Task instructions: An acceptable response holds only the line containing "Detect green grass" and every line after it to the end of the records, each reproduced exactly.

Referring expression grounding data

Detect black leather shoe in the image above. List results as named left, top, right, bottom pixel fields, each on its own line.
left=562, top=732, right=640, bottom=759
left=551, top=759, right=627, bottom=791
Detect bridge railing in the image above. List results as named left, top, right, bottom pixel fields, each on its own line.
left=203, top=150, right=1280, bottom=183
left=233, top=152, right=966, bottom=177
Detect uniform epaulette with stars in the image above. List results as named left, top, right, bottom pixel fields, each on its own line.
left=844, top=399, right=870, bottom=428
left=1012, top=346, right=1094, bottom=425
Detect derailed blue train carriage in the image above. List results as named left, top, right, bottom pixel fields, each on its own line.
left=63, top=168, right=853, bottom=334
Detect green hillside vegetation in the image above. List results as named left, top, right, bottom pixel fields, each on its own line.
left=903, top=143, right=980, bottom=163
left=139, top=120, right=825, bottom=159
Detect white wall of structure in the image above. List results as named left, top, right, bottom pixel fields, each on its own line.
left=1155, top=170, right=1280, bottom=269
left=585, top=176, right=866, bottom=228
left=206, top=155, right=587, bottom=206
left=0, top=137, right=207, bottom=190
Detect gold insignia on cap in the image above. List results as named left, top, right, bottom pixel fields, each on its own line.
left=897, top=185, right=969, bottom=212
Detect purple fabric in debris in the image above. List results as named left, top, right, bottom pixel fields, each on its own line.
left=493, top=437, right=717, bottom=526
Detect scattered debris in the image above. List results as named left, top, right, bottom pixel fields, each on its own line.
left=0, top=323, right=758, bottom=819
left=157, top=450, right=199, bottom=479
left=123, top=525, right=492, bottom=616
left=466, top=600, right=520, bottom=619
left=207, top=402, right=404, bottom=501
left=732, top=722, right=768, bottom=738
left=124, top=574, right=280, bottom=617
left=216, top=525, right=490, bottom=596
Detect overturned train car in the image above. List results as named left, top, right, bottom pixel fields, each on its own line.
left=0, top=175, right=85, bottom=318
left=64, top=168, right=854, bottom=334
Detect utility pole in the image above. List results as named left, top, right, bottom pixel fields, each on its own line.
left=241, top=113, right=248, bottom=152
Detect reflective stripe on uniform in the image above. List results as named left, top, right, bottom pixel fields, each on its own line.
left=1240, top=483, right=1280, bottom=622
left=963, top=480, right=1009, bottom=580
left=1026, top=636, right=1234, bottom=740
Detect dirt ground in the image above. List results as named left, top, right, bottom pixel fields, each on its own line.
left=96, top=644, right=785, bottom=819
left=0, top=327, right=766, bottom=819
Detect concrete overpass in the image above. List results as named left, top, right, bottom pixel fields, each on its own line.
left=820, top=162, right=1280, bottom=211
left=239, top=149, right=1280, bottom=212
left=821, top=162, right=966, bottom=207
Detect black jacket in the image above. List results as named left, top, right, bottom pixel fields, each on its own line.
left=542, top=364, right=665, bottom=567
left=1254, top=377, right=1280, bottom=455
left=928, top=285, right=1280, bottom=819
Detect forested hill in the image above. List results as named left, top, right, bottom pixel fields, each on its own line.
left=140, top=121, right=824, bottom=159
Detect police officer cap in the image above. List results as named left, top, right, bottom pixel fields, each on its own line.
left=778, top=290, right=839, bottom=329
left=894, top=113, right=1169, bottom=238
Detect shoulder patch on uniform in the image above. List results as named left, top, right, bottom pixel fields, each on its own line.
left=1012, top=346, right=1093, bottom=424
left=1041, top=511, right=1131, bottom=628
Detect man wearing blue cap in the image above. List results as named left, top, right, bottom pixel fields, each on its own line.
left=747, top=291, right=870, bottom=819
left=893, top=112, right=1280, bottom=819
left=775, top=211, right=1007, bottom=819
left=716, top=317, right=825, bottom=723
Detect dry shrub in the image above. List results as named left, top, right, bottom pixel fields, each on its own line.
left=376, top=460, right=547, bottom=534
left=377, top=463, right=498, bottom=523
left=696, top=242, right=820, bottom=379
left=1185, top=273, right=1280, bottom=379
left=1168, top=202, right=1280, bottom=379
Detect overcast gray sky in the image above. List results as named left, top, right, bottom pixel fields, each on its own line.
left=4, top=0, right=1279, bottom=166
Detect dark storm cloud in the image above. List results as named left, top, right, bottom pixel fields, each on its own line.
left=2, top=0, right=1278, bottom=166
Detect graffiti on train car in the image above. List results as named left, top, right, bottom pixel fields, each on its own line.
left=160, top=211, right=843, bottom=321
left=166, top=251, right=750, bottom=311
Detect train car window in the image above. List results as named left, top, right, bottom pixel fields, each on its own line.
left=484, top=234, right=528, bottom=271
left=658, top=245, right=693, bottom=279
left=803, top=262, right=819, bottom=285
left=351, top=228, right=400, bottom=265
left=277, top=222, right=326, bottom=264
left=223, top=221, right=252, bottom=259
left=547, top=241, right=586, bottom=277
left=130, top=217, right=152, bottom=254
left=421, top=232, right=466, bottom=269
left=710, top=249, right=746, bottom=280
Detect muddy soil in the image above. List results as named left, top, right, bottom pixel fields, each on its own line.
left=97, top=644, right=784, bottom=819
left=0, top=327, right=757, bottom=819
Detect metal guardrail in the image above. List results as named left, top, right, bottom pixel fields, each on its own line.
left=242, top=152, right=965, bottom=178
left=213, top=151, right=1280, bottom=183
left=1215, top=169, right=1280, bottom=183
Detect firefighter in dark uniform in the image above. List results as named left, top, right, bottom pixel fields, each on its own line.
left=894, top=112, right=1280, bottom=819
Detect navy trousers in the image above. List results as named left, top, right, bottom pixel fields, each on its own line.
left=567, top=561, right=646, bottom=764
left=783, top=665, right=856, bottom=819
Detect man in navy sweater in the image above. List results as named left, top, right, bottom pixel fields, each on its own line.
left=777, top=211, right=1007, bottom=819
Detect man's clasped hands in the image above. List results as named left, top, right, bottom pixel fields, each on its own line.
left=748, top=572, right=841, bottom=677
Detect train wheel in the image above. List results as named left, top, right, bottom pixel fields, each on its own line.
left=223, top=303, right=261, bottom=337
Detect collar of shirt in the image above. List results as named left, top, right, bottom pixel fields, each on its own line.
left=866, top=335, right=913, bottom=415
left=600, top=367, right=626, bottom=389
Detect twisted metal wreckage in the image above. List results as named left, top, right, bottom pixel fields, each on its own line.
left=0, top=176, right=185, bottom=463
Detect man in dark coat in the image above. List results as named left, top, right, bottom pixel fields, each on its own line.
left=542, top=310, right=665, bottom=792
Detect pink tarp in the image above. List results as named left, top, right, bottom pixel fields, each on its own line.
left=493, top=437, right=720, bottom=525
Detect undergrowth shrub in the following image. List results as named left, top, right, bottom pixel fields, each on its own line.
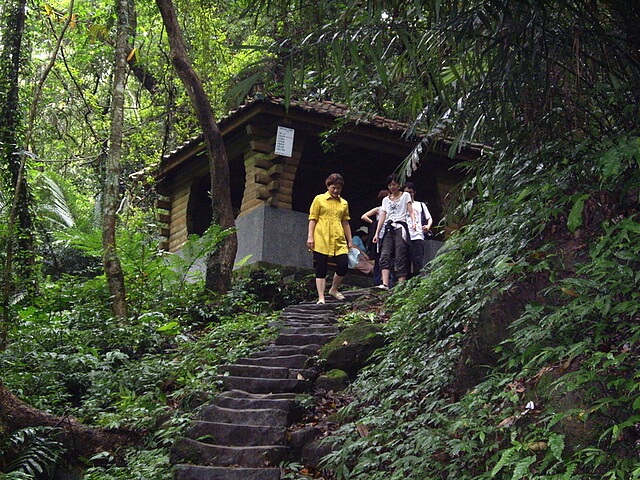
left=230, top=267, right=315, bottom=310
left=0, top=427, right=65, bottom=480
left=0, top=222, right=285, bottom=478
left=322, top=135, right=640, bottom=479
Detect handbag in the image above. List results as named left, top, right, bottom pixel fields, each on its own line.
left=347, top=247, right=360, bottom=269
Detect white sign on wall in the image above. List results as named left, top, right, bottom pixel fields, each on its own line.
left=274, top=126, right=295, bottom=157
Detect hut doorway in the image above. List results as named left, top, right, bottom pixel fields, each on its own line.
left=186, top=176, right=213, bottom=236
left=185, top=157, right=246, bottom=236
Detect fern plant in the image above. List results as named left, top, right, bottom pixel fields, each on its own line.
left=0, top=426, right=64, bottom=478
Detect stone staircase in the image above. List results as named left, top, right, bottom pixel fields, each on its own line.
left=171, top=291, right=363, bottom=480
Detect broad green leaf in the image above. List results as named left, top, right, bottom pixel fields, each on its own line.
left=567, top=194, right=589, bottom=233
left=548, top=433, right=565, bottom=461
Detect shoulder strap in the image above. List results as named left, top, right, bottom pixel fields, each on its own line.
left=419, top=202, right=428, bottom=225
left=366, top=219, right=377, bottom=250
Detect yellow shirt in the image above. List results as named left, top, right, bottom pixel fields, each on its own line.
left=309, top=192, right=351, bottom=256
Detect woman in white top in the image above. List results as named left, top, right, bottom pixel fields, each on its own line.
left=404, top=181, right=433, bottom=277
left=372, top=174, right=416, bottom=289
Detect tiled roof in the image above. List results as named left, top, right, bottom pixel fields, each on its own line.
left=268, top=97, right=410, bottom=131
left=162, top=96, right=411, bottom=160
left=161, top=96, right=488, bottom=165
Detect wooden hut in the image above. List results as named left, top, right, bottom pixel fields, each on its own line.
left=154, top=96, right=484, bottom=271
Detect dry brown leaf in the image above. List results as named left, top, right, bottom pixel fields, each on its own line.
left=497, top=415, right=518, bottom=428
left=356, top=423, right=370, bottom=438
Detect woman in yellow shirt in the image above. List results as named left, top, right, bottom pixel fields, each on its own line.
left=307, top=173, right=354, bottom=304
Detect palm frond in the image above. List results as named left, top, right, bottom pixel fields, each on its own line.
left=35, top=174, right=76, bottom=229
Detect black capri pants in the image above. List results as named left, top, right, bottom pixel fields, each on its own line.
left=313, top=251, right=349, bottom=278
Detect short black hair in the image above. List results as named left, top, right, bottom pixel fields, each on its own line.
left=386, top=173, right=400, bottom=185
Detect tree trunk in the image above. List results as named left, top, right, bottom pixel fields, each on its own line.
left=155, top=0, right=237, bottom=293
left=0, top=0, right=34, bottom=349
left=102, top=0, right=131, bottom=318
left=0, top=382, right=140, bottom=465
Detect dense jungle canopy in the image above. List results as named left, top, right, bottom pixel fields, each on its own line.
left=1, top=0, right=639, bottom=478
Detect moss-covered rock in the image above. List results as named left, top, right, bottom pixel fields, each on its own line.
left=315, top=369, right=350, bottom=392
left=319, top=323, right=386, bottom=378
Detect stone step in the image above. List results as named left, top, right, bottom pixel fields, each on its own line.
left=275, top=333, right=336, bottom=346
left=236, top=354, right=309, bottom=369
left=344, top=288, right=372, bottom=297
left=282, top=305, right=337, bottom=313
left=271, top=317, right=336, bottom=328
left=219, top=364, right=318, bottom=381
left=185, top=421, right=287, bottom=446
left=168, top=292, right=372, bottom=477
left=271, top=321, right=334, bottom=330
left=173, top=464, right=281, bottom=480
left=282, top=304, right=339, bottom=314
left=274, top=314, right=335, bottom=322
left=218, top=389, right=300, bottom=402
left=219, top=376, right=310, bottom=394
left=280, top=325, right=340, bottom=335
left=212, top=390, right=304, bottom=424
left=279, top=311, right=335, bottom=318
left=171, top=437, right=289, bottom=468
left=251, top=344, right=322, bottom=357
left=197, top=405, right=288, bottom=426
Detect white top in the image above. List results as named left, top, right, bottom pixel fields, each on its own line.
left=381, top=192, right=412, bottom=224
left=408, top=201, right=432, bottom=240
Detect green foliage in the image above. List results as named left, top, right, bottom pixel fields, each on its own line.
left=279, top=460, right=313, bottom=479
left=2, top=1, right=640, bottom=479
left=0, top=220, right=285, bottom=478
left=322, top=134, right=640, bottom=479
left=336, top=310, right=380, bottom=328
left=230, top=268, right=314, bottom=311
left=1, top=283, right=277, bottom=476
left=54, top=213, right=234, bottom=315
left=82, top=448, right=172, bottom=480
left=0, top=427, right=64, bottom=479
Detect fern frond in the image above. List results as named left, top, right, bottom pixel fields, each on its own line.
left=1, top=426, right=65, bottom=478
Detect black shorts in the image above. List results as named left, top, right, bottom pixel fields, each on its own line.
left=313, top=251, right=348, bottom=278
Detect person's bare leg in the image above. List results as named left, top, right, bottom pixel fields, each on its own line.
left=381, top=268, right=391, bottom=288
left=316, top=277, right=326, bottom=303
left=328, top=274, right=345, bottom=300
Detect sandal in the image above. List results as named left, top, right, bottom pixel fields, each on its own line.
left=328, top=289, right=345, bottom=301
left=316, top=299, right=325, bottom=304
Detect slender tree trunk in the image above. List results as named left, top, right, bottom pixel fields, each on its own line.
left=102, top=0, right=131, bottom=318
left=155, top=0, right=237, bottom=293
left=0, top=0, right=32, bottom=349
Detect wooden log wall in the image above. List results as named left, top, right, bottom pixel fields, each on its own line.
left=157, top=197, right=172, bottom=251
left=160, top=152, right=211, bottom=252
left=168, top=187, right=190, bottom=251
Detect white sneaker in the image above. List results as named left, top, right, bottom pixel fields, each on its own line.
left=376, top=284, right=389, bottom=290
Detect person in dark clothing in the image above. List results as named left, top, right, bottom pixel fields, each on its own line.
left=404, top=182, right=433, bottom=277
left=361, top=189, right=389, bottom=286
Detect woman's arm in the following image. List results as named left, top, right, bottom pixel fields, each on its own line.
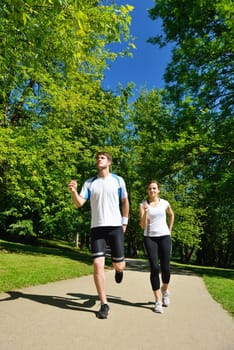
left=166, top=205, right=174, bottom=233
left=139, top=202, right=148, bottom=229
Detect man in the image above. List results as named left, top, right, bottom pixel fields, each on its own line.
left=68, top=151, right=129, bottom=319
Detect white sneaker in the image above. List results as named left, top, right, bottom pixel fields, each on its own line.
left=154, top=301, right=163, bottom=313
left=161, top=288, right=170, bottom=307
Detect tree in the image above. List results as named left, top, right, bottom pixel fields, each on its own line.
left=148, top=0, right=234, bottom=266
left=129, top=89, right=204, bottom=262
left=0, top=0, right=134, bottom=242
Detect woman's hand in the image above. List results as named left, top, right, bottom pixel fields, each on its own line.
left=143, top=202, right=149, bottom=212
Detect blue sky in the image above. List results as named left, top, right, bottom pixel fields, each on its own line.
left=102, top=0, right=172, bottom=94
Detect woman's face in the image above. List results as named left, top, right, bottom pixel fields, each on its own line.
left=147, top=183, right=160, bottom=197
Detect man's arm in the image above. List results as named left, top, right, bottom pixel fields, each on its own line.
left=121, top=197, right=129, bottom=233
left=68, top=180, right=86, bottom=208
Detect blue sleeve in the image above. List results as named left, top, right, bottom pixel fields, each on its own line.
left=80, top=181, right=90, bottom=200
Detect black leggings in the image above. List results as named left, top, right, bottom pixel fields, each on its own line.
left=144, top=235, right=172, bottom=291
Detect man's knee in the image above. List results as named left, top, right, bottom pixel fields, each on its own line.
left=93, top=257, right=105, bottom=273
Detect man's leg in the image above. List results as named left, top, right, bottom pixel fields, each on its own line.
left=94, top=256, right=110, bottom=319
left=91, top=228, right=110, bottom=319
left=113, top=260, right=125, bottom=272
left=109, top=226, right=125, bottom=283
left=93, top=256, right=107, bottom=304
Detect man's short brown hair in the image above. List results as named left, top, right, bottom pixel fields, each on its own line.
left=96, top=151, right=112, bottom=162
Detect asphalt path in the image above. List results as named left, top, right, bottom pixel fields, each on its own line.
left=0, top=259, right=233, bottom=350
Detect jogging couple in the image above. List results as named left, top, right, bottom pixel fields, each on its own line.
left=68, top=151, right=174, bottom=319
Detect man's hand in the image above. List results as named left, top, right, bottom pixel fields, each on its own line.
left=68, top=180, right=86, bottom=208
left=68, top=180, right=77, bottom=193
left=122, top=225, right=127, bottom=233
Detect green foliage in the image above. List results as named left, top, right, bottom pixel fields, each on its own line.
left=7, top=219, right=36, bottom=237
left=0, top=1, right=134, bottom=243
left=0, top=0, right=233, bottom=268
left=128, top=89, right=205, bottom=262
left=147, top=0, right=234, bottom=267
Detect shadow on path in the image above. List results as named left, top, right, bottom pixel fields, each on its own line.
left=0, top=290, right=154, bottom=314
left=0, top=291, right=97, bottom=314
left=0, top=259, right=197, bottom=316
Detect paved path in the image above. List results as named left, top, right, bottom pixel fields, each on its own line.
left=0, top=259, right=233, bottom=350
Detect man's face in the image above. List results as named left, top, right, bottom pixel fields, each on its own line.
left=96, top=155, right=111, bottom=170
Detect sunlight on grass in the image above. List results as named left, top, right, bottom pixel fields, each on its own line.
left=0, top=240, right=93, bottom=292
left=0, top=239, right=233, bottom=317
left=171, top=261, right=234, bottom=317
left=203, top=275, right=234, bottom=317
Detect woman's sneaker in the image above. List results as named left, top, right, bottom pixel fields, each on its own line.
left=154, top=301, right=163, bottom=314
left=96, top=304, right=109, bottom=319
left=161, top=288, right=170, bottom=307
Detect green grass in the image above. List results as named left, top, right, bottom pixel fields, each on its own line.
left=0, top=239, right=233, bottom=317
left=0, top=238, right=94, bottom=291
left=171, top=262, right=234, bottom=317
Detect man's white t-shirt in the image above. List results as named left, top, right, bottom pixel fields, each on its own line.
left=80, top=174, right=128, bottom=228
left=141, top=198, right=171, bottom=237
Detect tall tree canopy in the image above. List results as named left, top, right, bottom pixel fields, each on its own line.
left=0, top=0, right=134, bottom=241
left=148, top=0, right=233, bottom=116
left=0, top=0, right=233, bottom=267
left=148, top=0, right=234, bottom=266
left=128, top=89, right=204, bottom=263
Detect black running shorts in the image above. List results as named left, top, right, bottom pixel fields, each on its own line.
left=91, top=226, right=124, bottom=262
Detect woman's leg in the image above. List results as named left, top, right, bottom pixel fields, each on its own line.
left=159, top=235, right=172, bottom=306
left=159, top=235, right=172, bottom=288
left=144, top=237, right=161, bottom=300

Finished task:
Detect green grass in the image above. List results as named left, top, right, bottom pixel fields, each on its own line.
left=0, top=239, right=233, bottom=317
left=0, top=238, right=94, bottom=291
left=171, top=262, right=234, bottom=317
Detect man's white t-shirt in the image above. List results as named left, top, right, bottom pixel fields, each on its own line.
left=80, top=174, right=128, bottom=228
left=141, top=198, right=171, bottom=237
Detect tall tree canopy in the image above. List results as named left, top, right, bottom pixel fields, each on its own line.
left=0, top=0, right=134, bottom=241
left=148, top=0, right=233, bottom=116
left=0, top=0, right=233, bottom=267
left=148, top=0, right=234, bottom=266
left=128, top=89, right=204, bottom=263
Detect black running shorts in the image above. List results as named left, top, right, bottom pixel fields, each on its own line.
left=91, top=226, right=124, bottom=262
Detect woman's leg in the image above. List results as named left, top, right, bottom pixel fields, each on its own line.
left=159, top=235, right=172, bottom=306
left=159, top=235, right=172, bottom=288
left=144, top=237, right=161, bottom=300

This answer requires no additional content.